**SHORT EXERCISE:** Can you transcribe the stretch of the records below from the line containing "of the striped" through the line containing "[(143, 133), (246, 119), (388, 139), (415, 139)]", character for character and with nothing else?

=== GIVEN INFORMATION ===

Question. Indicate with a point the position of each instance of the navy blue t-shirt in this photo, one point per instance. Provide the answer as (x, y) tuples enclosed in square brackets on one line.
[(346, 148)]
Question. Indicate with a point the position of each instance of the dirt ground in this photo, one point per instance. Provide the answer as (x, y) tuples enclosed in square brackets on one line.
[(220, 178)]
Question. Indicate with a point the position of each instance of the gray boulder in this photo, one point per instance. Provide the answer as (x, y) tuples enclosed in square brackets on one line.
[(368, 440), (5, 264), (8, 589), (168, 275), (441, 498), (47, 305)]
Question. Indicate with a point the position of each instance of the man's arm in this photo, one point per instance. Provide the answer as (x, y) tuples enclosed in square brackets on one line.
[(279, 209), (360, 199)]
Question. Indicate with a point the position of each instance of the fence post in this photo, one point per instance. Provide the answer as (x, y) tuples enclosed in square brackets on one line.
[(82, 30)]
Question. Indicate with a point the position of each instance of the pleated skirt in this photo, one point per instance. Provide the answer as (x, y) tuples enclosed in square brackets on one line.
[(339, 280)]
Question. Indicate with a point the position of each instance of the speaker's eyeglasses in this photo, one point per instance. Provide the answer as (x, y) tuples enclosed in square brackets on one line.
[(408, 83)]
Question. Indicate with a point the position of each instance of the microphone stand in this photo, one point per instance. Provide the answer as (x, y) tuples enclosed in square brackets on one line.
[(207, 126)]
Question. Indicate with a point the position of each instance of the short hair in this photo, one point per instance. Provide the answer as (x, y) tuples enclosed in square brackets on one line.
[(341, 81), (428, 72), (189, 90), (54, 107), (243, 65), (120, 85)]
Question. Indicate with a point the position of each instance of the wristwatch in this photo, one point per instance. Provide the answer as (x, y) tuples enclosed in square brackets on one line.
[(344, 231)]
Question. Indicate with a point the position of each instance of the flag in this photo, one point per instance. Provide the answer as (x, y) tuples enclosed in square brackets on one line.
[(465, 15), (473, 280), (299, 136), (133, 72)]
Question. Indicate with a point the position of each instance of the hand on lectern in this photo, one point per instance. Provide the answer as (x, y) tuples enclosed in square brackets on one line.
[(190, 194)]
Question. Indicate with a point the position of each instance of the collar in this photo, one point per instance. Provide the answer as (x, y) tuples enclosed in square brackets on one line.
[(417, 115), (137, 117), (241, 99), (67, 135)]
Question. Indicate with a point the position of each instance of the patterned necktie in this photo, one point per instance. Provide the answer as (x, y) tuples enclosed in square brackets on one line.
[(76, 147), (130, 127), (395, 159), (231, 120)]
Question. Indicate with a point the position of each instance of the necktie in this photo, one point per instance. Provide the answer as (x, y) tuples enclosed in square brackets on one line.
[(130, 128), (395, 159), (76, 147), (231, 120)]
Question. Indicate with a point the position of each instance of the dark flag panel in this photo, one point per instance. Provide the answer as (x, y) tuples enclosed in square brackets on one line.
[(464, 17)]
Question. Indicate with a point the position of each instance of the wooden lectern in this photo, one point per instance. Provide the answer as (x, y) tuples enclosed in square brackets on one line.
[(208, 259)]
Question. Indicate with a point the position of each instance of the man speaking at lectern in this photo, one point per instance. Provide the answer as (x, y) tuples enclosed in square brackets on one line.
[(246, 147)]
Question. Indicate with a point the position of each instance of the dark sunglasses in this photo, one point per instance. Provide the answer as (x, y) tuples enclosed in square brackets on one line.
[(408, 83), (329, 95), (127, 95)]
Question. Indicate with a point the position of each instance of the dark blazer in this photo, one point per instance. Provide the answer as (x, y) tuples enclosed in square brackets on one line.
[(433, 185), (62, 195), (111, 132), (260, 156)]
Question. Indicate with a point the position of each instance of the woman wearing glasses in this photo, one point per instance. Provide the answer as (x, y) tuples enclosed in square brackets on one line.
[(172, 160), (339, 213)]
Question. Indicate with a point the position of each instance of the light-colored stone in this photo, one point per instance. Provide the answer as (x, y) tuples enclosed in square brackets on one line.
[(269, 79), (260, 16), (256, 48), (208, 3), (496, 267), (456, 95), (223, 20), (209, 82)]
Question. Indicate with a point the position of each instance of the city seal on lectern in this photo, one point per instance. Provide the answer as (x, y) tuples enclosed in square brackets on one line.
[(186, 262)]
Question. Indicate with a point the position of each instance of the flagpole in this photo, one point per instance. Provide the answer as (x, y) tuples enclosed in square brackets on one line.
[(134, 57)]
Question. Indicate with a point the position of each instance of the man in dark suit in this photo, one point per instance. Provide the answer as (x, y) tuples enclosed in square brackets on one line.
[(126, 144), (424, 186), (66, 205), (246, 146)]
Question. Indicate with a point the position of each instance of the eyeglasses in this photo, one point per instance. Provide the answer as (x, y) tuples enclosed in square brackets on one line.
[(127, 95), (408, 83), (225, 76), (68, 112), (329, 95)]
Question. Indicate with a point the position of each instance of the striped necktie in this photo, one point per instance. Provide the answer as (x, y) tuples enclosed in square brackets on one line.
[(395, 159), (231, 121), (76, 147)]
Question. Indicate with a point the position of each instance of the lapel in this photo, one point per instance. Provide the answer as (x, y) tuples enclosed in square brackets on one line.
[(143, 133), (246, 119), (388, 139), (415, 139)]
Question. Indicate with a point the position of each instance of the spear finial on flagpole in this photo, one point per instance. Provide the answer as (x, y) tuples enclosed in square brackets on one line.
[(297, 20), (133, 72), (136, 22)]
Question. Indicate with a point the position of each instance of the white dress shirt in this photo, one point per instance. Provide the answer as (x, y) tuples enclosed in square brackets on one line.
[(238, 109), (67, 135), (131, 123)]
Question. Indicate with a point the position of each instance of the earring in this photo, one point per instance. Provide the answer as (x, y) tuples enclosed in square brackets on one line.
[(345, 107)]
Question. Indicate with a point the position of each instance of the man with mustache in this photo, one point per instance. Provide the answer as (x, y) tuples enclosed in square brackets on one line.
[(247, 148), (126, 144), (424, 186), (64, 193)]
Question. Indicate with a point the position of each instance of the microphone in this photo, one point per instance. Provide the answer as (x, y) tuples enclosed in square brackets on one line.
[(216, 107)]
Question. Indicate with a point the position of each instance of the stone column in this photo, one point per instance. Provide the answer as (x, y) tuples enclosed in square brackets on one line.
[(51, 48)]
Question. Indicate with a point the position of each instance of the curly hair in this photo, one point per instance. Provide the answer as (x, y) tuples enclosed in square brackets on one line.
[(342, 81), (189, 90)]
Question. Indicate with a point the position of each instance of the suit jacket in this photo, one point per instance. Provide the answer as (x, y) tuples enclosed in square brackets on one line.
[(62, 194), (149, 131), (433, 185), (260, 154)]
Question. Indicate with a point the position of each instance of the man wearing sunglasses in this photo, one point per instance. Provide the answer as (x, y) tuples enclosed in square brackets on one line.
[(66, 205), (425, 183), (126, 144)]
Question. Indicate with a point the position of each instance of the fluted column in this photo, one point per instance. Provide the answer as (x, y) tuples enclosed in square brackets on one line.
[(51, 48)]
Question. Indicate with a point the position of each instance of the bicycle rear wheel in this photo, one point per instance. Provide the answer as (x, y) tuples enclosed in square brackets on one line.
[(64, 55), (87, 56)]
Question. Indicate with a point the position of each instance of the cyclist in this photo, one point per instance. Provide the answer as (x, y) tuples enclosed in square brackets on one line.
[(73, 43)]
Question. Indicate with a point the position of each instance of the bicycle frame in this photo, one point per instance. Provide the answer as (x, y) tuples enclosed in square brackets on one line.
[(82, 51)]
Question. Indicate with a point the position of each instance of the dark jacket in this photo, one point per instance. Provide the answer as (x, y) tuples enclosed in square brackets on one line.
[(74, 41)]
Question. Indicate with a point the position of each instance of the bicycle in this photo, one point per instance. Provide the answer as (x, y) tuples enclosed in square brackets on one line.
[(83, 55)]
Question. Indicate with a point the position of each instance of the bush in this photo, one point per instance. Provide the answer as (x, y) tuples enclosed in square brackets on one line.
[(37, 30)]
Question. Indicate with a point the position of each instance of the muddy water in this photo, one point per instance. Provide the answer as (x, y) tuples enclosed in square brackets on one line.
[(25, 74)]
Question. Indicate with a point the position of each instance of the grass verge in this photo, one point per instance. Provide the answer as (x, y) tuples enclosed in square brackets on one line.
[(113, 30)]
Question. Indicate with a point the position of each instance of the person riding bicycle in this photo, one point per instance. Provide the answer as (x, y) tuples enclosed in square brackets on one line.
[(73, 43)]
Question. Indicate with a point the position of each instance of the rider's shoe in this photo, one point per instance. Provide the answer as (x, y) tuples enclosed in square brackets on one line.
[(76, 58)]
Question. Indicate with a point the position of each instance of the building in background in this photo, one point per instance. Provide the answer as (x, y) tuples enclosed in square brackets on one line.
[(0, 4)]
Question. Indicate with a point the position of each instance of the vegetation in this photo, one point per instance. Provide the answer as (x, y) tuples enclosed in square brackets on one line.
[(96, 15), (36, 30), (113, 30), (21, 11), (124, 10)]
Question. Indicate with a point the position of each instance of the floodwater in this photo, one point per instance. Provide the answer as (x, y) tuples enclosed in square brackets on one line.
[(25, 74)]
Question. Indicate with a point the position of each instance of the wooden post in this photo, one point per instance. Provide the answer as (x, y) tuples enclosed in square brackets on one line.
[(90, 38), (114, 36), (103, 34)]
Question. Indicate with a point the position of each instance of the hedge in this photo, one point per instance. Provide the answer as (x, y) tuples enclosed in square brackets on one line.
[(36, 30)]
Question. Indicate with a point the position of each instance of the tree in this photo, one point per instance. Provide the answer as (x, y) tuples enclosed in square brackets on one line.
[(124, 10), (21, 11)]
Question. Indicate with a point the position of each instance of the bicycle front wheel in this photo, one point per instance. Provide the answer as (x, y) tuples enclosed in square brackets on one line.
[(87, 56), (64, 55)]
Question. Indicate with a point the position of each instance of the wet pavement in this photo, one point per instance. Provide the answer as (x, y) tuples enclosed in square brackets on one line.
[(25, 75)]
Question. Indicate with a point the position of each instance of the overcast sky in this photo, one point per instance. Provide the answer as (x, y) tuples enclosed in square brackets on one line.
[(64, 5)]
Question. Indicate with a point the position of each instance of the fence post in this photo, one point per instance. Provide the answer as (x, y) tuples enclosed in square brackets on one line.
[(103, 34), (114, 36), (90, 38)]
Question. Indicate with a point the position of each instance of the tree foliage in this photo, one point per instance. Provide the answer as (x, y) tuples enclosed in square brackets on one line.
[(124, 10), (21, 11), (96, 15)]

===

**FULL ANSWER:**
Question. Indicate with a point the position of each instance of the striped necktie in this photo, one point per instance. Provide the answer as (x, y) tuples enclosed in square brackets on one line.
[(395, 159), (231, 121), (76, 147)]
Question. Indicate with a point the position of each instance of the lapel in this photo, one point per instance. Provide the answer as (x, y) tuples enclosed in square brackets on one line.
[(143, 133), (246, 119), (388, 139), (415, 139)]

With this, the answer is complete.